EXCERPT

[Begin]

There is one other moment in Tolkien's days at King Edward's School I want to look at before moving on. In April of 1911, his last spring before going up to Oxford, Tolkien took part in the school's annual Open Debate, the topic of which was a motion that Shakespeare's plays were written, not by Shakespeare, but by Francis Bacon. Tolkien argued in favor of the motion. We need to bear two things in mind here. First, in debating societies debaters often argue positions they don't personally agree with as a means of strengthening their skills, so his arguing for the authorship of Francis Bacon tells us little or nothing. The topics of the debate, moreover, were often chosen precisely because they were controversial. At King Edward's in Tolkien's time the Debating Society considered subjects variously serious, ridiculous, and offensive: slavery vs freedom; whether school holidays should be abolished; whether the Norman Conquest was a good thing; freedom of the press; war vs international arbitration; private vs public support of drama; tennis vs cricket; whether the Chinese and Japanese were a threat to Europe; women's suffrage; public corporal punishment; whether 'the vulgar are the really happy'; whether 'the heroes of antiquity have been much overrated; or even whether 'the Debating Society does more harm than good' (Scull and Hammond, The J. R. R. Tolkien Companion and Guide 2017 vol. 1, pp. 18-30 passim).

Second, Tolkien's arguments, like the arguments of most who believe that someone other than William Shakespeare wrote the plays published under his name, rest on the assumption that the plays are much too good to have been written by someone with Shakespeare's education and background. In fact, people who dispute Shakespeare's authorship commonly love the plays themselves. Sir Derek Jacobi, for example, one of the great Shakespearean actors of our time, has prominently rejected Shakespeare's authorship of the plays. So, too, in the debate Tolkien criticized the quality of the man, not of the plays, and if he had seriously espoused this position, far from suggesting a cordial dislike of Shakespeare, it would argue that he admired the plays. His participation in the Debating Society at King Edward's and the position he argued in this debate tells us little or nothing about his opinion of Shakespeare and his works in 1911.

As we saw above, in On Fairy-stories Tolkien held Shakespeare partly responsible for the pixification of the Elves, which led him to wish 'a murrain on Will Shakespeare and his damned cobwebs' in a footnote to his letter to Milton Waldman in 1951 (Letters no. 131, p. 143) and which in a 1954 letter he called a 'disastrous debasement' and 'unforgiveable' (Letters no. 151, p. 185). While there seems no reason to doubt or fault his frustration with Shakespeare on this subject, we might wonder whether his use of 'unforgiveable' suggests that the idea of forgiveness had been weighed and rejected. Do we call something 'unforgiveable' otherwise? There is also reason to note that it is a very narrow criticism of Shakespeare on a matter that became more important to Tolkien as the years passed, by which I mean the representation of the fantastic in literature or drama.

[End]

RECORDED DATA
[Begin]

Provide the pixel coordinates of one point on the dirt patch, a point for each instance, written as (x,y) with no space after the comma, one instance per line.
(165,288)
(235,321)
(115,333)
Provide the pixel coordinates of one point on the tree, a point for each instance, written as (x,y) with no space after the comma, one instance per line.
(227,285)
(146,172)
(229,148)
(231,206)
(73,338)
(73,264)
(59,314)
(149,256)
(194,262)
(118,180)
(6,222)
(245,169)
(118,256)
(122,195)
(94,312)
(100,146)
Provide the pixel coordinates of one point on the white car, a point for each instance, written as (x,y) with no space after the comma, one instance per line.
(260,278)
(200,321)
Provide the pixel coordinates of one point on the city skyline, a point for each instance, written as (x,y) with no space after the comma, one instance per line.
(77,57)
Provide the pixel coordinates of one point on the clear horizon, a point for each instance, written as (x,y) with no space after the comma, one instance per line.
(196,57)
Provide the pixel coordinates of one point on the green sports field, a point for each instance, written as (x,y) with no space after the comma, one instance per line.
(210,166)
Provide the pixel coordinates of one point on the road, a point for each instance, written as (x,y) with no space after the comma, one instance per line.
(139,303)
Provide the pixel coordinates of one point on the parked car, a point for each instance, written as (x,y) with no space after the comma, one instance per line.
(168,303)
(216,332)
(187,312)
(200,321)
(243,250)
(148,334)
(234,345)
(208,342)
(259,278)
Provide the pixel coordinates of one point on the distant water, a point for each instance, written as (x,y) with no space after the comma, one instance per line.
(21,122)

[End]
[Begin]

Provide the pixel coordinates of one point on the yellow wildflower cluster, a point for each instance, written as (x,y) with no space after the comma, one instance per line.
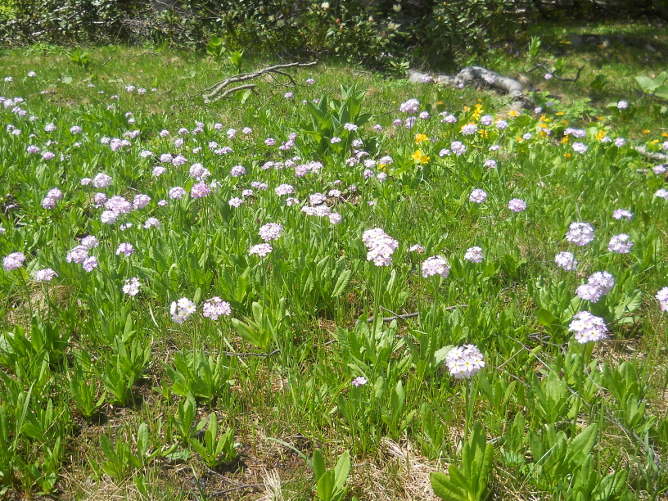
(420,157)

[End]
[Begin]

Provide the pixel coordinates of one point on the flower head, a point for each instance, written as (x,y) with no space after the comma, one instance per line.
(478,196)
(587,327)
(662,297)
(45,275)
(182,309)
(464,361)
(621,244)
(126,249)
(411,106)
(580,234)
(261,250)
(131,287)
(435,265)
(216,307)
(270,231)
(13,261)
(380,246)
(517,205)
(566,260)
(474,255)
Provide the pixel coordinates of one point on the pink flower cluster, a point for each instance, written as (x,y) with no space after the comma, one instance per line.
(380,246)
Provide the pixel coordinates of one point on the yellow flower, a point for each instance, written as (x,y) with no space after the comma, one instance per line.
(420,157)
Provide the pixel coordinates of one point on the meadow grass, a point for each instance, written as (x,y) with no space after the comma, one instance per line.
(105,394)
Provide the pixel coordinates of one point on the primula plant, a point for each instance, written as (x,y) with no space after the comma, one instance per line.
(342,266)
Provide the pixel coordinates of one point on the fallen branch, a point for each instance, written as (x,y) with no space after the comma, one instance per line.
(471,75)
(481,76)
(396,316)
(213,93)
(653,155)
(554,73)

[End]

Continue the passage on Tolkien's views of Shakespeare, starting after its final sentence.

This of course brings us back to On Fairy-stories, where he argues that drama is the wrong vehicle for fantasy. Taking the witches in Macbeth as his example, he points out that they are 'tolerable' on the page, but 'almost intolerable' on the stage.

[71] In Macbeth, when it is read, I find the witches tolerable: they have a narrative function and some hint of dark significance; though they are vulgarized, poor things of their kind. They are almost intolerable in the play. They would be quite intolerable, if I were not fortified by some memory of them as they are in the story as read. I am told that I should feel differently if I had the mind of the period, with its witch-hunts and witch-trials. But that is to say: if I regarded the witches as possible, indeed likely, in the Primary World; in other words, if they ceased to be “Fantasy.” That argument concedes the point. To be dissolved, or to be degraded, is the likely fate of Fantasy when a dramatist tries to use it, even such a dramatist as Shakespeare. Macbeth is indeed a work by a playwright who ought, at least on this occasion, to have written a story, if he had the skill or patience for that art.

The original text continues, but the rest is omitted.